Start of Entries shown

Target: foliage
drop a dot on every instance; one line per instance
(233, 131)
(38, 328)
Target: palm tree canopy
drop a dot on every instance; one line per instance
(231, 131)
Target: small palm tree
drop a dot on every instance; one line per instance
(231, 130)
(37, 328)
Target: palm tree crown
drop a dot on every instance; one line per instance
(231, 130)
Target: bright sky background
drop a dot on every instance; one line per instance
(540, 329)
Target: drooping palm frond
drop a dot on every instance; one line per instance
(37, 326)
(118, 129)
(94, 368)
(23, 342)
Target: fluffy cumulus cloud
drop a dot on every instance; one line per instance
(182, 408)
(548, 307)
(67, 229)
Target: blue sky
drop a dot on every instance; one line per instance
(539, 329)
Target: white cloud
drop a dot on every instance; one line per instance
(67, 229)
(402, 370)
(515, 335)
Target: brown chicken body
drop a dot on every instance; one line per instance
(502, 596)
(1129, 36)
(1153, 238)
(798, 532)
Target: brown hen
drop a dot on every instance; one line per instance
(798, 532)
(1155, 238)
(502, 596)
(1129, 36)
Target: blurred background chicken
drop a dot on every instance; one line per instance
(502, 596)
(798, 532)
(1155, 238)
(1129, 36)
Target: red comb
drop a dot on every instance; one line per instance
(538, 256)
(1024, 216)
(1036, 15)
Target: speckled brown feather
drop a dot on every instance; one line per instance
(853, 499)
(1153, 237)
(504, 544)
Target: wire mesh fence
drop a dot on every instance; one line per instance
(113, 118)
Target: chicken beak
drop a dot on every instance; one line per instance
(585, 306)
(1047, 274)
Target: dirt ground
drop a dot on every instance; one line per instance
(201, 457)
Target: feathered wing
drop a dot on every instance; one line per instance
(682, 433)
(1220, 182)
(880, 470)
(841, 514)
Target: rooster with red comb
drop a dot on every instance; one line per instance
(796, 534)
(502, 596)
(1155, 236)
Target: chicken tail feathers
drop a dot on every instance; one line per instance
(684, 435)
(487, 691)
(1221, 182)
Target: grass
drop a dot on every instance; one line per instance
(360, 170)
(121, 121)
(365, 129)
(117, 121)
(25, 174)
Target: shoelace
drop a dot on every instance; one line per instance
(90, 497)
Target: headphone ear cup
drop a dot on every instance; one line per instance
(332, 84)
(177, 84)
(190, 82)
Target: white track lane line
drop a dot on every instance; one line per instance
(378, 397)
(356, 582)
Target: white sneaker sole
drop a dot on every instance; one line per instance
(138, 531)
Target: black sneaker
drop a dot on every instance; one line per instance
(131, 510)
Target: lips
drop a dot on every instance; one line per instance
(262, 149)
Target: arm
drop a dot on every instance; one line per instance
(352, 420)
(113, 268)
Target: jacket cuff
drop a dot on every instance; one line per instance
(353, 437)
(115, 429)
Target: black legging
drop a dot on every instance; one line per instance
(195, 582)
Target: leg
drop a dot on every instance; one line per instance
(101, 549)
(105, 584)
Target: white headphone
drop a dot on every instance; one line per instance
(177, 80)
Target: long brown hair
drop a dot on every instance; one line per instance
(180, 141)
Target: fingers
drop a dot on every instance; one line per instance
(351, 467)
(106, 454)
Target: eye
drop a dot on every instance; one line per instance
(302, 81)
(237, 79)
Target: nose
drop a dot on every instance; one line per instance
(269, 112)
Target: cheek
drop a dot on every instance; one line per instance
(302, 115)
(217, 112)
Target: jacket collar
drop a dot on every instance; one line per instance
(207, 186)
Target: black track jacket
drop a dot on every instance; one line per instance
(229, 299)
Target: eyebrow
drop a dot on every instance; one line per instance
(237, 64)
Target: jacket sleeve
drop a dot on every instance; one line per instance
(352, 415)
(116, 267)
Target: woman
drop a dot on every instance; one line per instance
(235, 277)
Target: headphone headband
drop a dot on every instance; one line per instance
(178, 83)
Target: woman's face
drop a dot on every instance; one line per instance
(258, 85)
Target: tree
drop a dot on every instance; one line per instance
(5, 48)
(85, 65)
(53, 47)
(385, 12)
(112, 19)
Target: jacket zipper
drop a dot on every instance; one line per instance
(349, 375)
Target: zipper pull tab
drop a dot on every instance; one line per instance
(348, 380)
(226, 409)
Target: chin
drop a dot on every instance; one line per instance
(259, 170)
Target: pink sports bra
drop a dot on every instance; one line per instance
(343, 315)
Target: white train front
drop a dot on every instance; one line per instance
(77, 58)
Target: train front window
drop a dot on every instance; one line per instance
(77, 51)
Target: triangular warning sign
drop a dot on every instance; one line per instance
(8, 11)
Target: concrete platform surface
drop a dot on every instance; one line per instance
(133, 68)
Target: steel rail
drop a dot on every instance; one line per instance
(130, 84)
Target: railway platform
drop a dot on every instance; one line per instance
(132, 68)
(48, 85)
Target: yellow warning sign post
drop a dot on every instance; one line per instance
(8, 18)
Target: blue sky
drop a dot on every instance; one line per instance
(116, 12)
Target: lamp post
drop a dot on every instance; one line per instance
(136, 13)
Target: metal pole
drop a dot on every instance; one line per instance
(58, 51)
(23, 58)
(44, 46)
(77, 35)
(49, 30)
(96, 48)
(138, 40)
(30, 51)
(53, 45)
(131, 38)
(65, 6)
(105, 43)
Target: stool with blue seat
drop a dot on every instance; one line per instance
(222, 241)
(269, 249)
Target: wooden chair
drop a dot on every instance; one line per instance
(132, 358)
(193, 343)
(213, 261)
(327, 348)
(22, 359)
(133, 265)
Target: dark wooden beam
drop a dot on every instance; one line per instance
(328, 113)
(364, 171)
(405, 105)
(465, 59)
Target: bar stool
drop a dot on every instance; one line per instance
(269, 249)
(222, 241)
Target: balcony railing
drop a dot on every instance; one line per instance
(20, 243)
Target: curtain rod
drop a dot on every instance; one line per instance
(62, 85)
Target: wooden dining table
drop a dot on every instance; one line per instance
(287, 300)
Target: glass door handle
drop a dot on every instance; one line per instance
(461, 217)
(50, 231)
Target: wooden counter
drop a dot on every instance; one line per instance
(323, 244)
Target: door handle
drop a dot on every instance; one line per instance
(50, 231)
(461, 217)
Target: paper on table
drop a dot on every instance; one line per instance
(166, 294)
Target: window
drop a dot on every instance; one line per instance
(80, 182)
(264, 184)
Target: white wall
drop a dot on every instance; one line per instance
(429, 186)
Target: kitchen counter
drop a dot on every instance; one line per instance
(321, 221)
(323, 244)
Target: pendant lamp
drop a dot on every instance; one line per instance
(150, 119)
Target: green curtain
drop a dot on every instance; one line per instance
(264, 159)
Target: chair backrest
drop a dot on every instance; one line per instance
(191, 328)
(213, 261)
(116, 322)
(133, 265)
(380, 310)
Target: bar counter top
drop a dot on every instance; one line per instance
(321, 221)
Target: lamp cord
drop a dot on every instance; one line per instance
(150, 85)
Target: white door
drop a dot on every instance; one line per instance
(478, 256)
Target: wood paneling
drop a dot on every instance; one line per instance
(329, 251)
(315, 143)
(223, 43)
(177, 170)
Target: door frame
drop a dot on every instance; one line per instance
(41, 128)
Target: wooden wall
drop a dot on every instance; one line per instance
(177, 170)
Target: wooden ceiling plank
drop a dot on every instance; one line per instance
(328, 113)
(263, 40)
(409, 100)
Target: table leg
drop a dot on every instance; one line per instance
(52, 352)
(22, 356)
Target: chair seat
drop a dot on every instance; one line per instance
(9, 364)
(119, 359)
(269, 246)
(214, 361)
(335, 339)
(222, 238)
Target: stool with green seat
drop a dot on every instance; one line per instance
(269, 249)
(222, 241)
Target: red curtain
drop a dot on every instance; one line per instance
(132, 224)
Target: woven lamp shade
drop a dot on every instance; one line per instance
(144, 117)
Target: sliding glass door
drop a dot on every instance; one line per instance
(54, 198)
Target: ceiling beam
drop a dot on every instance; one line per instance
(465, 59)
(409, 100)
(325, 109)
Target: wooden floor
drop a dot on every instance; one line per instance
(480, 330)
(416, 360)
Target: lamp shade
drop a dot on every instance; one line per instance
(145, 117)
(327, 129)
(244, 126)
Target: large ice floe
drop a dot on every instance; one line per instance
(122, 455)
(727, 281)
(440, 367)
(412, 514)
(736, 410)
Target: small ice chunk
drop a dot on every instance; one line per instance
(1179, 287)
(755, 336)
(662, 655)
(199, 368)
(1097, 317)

End of Entries shown

Determine how many of the lines above include the word "headphone", then give that number and nothing else.

● **Expected output**: 3